[Records for this exercise]
****

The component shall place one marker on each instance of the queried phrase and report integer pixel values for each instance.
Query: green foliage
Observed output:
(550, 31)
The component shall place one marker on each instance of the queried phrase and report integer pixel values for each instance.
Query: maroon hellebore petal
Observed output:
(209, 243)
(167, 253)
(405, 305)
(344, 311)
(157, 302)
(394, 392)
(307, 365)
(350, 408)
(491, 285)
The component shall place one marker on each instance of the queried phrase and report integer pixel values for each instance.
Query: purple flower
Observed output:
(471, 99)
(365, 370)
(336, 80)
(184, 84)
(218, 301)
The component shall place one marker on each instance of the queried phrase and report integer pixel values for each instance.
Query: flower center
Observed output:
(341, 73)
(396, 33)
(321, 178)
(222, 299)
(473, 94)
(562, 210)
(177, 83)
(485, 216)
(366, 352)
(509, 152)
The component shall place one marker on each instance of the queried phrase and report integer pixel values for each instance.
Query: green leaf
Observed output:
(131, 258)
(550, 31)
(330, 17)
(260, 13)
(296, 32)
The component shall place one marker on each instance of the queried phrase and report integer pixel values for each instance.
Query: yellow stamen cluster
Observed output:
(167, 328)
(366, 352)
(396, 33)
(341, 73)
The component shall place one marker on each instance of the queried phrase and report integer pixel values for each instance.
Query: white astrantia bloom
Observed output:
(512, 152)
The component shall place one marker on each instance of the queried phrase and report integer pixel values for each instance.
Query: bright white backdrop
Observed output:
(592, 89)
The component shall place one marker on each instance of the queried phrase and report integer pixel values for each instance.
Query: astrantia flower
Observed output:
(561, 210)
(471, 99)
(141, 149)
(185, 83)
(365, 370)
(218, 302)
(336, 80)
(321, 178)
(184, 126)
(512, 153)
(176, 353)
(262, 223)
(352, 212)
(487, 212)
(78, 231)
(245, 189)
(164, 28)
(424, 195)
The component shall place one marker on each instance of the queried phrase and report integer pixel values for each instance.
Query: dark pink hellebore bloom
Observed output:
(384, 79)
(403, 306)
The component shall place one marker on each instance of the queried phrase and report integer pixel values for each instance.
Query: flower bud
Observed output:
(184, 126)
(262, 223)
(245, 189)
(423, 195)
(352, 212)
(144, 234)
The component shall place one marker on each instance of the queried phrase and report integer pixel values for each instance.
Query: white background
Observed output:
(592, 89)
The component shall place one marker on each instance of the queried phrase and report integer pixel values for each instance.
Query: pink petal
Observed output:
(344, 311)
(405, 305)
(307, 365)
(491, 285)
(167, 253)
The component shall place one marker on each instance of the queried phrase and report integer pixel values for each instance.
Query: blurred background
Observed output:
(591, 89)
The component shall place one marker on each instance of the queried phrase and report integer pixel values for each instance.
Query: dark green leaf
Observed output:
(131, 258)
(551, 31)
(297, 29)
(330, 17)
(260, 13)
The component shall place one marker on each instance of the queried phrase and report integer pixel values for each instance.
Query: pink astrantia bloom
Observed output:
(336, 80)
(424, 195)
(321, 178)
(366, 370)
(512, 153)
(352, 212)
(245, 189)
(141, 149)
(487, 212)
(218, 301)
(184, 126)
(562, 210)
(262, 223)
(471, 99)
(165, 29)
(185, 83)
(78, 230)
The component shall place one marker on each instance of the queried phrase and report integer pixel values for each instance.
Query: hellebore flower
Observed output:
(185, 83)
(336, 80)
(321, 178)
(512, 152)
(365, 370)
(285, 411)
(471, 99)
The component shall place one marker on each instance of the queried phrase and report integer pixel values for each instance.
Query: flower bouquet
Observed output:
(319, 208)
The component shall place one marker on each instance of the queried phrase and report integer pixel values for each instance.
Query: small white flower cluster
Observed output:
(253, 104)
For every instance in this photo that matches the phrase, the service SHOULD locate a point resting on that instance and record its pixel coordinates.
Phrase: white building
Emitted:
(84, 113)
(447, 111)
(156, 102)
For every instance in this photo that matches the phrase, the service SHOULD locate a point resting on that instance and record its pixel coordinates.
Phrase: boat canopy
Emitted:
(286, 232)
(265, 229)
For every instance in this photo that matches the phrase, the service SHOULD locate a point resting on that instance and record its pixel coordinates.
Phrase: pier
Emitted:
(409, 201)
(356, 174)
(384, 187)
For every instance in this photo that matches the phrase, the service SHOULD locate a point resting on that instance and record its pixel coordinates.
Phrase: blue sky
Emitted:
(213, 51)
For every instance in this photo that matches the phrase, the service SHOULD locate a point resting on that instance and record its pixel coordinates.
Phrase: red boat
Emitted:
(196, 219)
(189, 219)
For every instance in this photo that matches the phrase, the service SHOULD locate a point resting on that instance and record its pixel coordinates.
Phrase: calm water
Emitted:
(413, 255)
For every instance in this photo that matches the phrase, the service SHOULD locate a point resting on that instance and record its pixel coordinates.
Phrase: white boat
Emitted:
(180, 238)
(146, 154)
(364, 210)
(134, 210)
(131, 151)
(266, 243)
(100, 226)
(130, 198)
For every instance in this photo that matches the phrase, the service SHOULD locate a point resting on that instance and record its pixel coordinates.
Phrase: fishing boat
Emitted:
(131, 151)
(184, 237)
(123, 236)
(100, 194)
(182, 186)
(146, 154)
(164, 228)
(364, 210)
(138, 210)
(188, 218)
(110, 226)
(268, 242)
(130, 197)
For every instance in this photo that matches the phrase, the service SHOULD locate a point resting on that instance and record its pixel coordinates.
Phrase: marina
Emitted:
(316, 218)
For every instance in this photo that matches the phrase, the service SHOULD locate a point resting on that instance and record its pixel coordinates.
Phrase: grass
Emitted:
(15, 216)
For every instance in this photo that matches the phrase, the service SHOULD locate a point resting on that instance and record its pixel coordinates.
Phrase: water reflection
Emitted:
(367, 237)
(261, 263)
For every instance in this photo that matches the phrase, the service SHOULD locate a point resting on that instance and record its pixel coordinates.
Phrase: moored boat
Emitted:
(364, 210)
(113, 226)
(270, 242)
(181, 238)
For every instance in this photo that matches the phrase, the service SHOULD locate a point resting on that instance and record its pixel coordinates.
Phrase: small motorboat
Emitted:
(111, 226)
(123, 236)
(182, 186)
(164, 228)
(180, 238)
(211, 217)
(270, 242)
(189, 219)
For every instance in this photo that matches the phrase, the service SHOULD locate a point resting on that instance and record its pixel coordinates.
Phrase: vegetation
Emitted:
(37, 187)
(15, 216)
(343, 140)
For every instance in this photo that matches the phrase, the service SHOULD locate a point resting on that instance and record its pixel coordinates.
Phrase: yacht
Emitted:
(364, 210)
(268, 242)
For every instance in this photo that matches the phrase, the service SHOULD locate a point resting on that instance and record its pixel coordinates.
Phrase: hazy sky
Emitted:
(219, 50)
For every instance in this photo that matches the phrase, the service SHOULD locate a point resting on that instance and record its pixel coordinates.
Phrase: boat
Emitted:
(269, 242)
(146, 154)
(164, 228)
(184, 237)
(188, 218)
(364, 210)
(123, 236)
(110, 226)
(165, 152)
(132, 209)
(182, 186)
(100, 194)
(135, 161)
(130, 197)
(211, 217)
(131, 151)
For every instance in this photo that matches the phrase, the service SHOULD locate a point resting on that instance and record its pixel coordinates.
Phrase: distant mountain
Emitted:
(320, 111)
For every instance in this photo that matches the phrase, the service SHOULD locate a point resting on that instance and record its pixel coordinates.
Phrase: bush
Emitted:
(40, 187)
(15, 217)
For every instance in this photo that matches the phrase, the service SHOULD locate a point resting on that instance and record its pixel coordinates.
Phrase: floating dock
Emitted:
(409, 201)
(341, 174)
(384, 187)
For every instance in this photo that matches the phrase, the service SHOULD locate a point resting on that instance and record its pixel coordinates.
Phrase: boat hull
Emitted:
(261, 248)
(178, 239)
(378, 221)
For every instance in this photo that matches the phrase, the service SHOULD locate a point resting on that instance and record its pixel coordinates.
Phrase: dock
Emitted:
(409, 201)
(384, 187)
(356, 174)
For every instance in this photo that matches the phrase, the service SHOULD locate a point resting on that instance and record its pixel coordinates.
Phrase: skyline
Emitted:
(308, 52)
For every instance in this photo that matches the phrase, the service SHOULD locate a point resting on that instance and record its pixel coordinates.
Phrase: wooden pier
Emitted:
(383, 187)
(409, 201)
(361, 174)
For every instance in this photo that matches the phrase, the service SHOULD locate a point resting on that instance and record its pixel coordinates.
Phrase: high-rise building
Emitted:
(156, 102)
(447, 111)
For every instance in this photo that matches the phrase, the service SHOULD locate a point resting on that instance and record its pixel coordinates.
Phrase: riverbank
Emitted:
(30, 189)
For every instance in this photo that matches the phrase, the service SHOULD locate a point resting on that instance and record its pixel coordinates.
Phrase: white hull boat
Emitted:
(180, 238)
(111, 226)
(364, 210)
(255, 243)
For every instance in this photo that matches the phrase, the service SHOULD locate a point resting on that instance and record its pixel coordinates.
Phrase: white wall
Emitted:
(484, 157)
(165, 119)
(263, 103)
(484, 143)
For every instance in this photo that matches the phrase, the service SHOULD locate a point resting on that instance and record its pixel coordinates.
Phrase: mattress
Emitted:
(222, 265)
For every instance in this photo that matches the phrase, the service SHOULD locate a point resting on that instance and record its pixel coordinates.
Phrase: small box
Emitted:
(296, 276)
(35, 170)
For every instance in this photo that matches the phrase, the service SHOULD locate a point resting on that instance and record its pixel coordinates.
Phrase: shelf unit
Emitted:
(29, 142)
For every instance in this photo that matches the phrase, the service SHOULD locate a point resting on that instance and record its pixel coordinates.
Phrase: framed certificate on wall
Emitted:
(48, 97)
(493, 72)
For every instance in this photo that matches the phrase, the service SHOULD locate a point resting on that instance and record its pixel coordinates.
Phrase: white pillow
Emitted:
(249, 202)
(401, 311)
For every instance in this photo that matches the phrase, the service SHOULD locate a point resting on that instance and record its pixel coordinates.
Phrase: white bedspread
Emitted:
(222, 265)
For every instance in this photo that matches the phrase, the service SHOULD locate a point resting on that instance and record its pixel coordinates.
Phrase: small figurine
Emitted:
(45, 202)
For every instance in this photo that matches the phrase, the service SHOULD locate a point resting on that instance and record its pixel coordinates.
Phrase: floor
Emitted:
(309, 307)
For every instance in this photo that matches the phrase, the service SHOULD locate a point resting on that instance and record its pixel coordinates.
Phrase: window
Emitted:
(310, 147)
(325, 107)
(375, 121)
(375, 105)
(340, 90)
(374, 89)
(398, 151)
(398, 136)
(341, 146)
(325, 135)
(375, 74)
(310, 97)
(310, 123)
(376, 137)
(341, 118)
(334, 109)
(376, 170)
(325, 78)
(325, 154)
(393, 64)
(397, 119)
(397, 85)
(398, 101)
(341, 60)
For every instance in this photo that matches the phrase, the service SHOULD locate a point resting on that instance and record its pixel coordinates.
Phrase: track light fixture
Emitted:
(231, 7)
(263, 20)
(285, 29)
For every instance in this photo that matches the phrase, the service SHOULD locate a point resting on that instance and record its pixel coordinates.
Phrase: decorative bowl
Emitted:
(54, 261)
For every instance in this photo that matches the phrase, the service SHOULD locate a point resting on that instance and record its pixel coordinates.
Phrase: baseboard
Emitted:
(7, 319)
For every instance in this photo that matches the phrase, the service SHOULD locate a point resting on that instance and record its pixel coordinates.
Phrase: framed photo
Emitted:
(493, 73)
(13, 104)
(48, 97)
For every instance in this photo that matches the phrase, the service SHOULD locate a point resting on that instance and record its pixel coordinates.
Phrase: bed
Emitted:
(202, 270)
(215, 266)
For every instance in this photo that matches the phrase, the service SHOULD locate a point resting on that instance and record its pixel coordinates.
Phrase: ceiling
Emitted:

****

[Instructions to follow] For each line above that includes the word "astrantia", make a copy of that line.

[Output of the task]
Query: white astrantia bloom
Query: astrantia flower
Query: pink astrantia bloom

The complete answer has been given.